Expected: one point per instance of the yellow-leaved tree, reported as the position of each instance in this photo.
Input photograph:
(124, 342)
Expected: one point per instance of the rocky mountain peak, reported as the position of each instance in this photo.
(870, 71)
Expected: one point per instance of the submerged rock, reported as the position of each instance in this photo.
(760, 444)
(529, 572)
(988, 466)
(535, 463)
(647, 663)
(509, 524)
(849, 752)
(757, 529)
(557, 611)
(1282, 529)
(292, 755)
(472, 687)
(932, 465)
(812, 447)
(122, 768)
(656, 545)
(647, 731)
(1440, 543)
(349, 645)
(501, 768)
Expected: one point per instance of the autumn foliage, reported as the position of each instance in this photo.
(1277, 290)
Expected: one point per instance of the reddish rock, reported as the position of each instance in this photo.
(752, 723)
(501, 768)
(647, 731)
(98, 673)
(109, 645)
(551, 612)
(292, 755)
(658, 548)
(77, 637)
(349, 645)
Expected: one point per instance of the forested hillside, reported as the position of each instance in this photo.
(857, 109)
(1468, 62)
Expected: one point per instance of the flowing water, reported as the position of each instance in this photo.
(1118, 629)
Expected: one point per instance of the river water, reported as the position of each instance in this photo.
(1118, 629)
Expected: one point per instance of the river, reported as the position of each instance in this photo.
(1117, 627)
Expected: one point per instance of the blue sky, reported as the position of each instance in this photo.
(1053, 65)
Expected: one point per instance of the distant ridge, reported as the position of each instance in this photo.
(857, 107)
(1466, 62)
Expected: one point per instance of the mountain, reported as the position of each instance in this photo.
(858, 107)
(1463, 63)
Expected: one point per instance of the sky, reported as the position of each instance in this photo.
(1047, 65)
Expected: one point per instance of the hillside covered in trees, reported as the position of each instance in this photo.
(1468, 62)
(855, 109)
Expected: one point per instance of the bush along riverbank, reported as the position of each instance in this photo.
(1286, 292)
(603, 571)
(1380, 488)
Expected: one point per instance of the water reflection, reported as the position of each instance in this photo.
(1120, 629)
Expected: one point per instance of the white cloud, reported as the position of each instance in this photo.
========================
**SHORT EXERCISE**:
What is needed here is an exact reproduction of all the entries.

**SOLUTION FOR THIS PROBLEM**:
Expected: one point per instance of the yellow-leaved tree, reported as the position of each instance in this photo.
Input photograph:
(124, 342)
Expected: one point per instance of the rocky mountain peak, reported as the position of each instance in this photo.
(870, 71)
Expected: one point per instance of the submerged rock, reported as the position of each instance in this photo.
(760, 444)
(529, 572)
(988, 466)
(535, 463)
(647, 663)
(509, 524)
(849, 752)
(757, 529)
(557, 611)
(1282, 529)
(292, 755)
(472, 687)
(932, 465)
(812, 447)
(122, 768)
(656, 545)
(647, 731)
(1440, 543)
(349, 645)
(501, 768)
Expected: one point per instance of the autumn foliage, reported as the position of each instance in this photo.
(1277, 290)
Expected: one point per instance of the reddish rock, reported as the position of each instance in this photo.
(752, 723)
(501, 768)
(647, 731)
(98, 673)
(109, 645)
(551, 612)
(292, 755)
(658, 548)
(77, 637)
(349, 645)
Expected: one point per instance of the forested hillside, reported as the position of each instance in this photo.
(857, 109)
(1468, 62)
Expected: one point per instance of the flowing water, reported as the position of each instance in this photo.
(1118, 629)
Expected: one point per instance of the river water, reported as the position of each instance in this photo.
(1118, 629)
Expected: one point per instance of the river, reported as the position of each instance in this photo.
(1117, 627)
Expected: one point per instance of the blue sky, reported as the position of each instance in this photo.
(1053, 65)
Expected: one point per instance of the distant ridge, reported as the position of each instance in this photo.
(857, 107)
(1466, 62)
Expected: one point per instance of the mountain, reported as the position of each instance in this photo.
(858, 107)
(1463, 63)
Expected: one point per instance of the sky, reported as the position of each instance in this photo.
(1047, 65)
Expected: one point per instance of the hillside covered in trees, reported as the position of each instance in this photo.
(1468, 62)
(855, 109)
Expected: one point per instance of the bush along riverbank, reported as the position of each instance in this photo.
(1286, 292)
(603, 571)
(1380, 488)
Expected: one point per instance of the water reflection, reported as the position of each instance in this photo.
(1120, 629)
Expected: one point per instance of the white cloud, reported as the position of each instance in this photo.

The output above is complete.